### Required work
Reproduce verbatim the line in which "Exercise. Point out the mountain" occurs, together with each line that follows it to the end of the listing, and nothing more.

### Data listing
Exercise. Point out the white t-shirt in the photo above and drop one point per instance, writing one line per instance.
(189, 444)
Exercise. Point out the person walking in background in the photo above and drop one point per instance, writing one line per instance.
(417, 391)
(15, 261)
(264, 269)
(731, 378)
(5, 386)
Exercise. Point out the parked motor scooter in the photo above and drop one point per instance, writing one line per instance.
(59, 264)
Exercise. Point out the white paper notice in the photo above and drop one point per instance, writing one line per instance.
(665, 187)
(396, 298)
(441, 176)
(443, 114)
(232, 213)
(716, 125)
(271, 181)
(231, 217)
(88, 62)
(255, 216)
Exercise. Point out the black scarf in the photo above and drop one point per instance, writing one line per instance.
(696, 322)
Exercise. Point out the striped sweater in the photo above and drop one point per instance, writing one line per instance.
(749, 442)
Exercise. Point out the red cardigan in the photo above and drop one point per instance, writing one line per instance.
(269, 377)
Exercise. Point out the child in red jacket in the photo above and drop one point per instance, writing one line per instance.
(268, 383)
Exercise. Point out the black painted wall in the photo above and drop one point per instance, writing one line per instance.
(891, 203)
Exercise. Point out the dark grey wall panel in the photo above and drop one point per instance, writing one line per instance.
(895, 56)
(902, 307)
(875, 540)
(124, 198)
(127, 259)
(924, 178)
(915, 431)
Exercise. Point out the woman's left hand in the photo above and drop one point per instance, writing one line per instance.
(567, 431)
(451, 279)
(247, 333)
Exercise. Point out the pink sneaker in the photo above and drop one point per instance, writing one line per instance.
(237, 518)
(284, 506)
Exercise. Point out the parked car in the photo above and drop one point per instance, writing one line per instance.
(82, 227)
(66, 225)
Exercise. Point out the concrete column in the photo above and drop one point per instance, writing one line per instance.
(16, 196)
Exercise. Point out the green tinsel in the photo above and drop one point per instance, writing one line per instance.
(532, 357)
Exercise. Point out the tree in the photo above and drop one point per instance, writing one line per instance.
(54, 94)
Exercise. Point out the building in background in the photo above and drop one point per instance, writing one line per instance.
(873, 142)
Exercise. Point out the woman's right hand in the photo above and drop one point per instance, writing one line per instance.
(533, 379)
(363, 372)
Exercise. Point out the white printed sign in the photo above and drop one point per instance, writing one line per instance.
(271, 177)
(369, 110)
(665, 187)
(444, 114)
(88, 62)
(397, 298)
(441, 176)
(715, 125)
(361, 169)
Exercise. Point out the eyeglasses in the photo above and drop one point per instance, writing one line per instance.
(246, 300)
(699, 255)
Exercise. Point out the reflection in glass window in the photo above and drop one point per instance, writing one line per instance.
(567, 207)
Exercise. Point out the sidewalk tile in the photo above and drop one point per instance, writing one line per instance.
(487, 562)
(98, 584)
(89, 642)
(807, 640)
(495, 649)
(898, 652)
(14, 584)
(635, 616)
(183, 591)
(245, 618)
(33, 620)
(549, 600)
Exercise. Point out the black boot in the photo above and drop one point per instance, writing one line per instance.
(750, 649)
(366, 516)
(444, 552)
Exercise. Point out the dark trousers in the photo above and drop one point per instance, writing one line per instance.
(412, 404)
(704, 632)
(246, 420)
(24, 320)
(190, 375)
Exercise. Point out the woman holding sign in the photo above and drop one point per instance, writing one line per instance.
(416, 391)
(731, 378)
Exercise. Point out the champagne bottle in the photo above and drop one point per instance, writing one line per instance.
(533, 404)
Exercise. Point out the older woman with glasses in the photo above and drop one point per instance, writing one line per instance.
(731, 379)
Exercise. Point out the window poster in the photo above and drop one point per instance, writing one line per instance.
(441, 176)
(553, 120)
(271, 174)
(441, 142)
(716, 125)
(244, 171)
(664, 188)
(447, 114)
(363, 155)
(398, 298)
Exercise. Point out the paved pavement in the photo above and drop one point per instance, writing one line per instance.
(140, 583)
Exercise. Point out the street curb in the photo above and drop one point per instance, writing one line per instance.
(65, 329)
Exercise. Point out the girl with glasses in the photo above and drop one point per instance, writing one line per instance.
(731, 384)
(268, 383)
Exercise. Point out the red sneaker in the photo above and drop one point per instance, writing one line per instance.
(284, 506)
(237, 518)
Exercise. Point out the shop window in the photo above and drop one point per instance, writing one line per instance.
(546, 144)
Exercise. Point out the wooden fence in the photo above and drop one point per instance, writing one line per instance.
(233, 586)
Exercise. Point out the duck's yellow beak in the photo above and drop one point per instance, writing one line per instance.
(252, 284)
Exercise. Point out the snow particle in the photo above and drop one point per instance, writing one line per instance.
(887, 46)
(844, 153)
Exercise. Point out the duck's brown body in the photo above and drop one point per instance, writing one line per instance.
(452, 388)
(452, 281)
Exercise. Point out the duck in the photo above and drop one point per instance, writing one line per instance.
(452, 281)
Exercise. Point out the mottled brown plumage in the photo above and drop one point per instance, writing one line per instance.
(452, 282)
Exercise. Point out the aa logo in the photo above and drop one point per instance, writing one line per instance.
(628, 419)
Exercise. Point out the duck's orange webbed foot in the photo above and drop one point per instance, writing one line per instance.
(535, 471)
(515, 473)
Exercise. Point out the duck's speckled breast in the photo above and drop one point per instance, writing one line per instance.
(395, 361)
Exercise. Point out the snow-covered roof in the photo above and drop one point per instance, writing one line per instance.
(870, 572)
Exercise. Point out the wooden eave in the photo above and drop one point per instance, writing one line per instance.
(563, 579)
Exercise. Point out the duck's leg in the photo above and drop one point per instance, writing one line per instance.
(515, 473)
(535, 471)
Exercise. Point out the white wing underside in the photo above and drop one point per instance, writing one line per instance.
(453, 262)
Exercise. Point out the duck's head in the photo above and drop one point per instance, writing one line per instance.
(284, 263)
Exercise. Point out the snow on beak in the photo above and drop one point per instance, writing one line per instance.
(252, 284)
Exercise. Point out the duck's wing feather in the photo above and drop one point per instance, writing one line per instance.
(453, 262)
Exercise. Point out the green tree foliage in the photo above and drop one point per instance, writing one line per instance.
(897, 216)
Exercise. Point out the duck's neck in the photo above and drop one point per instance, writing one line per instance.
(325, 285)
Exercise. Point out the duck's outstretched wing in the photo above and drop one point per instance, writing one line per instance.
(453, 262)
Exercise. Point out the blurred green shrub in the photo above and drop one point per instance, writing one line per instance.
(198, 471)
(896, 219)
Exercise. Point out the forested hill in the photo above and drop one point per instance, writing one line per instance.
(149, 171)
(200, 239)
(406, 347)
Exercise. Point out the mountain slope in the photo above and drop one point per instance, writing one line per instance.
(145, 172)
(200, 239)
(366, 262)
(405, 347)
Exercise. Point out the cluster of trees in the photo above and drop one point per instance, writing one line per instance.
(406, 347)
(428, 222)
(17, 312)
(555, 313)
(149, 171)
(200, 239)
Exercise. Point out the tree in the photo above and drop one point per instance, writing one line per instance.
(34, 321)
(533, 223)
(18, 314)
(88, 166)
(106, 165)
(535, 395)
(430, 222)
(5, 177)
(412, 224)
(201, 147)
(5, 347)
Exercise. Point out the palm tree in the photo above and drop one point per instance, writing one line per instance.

### Result of this exercise
Exercise. Point out the mountain slope in the photo above and drop one point per instance, writing one line per instance.
(145, 172)
(200, 239)
(366, 262)
(405, 347)
Exercise. Point out the cluster of trees in the photo above and drop one point per instance, writing one line per instance.
(406, 347)
(428, 222)
(17, 312)
(555, 313)
(149, 171)
(200, 239)
Exercise. Point out the tree in the photo above and drop one point per instance, writing one line per instance.
(34, 321)
(533, 223)
(18, 314)
(88, 166)
(106, 165)
(535, 395)
(430, 222)
(5, 177)
(412, 224)
(201, 147)
(5, 347)
Exercise. Point out the palm tree in the photo above and drop one point per instance, writing one line per instance.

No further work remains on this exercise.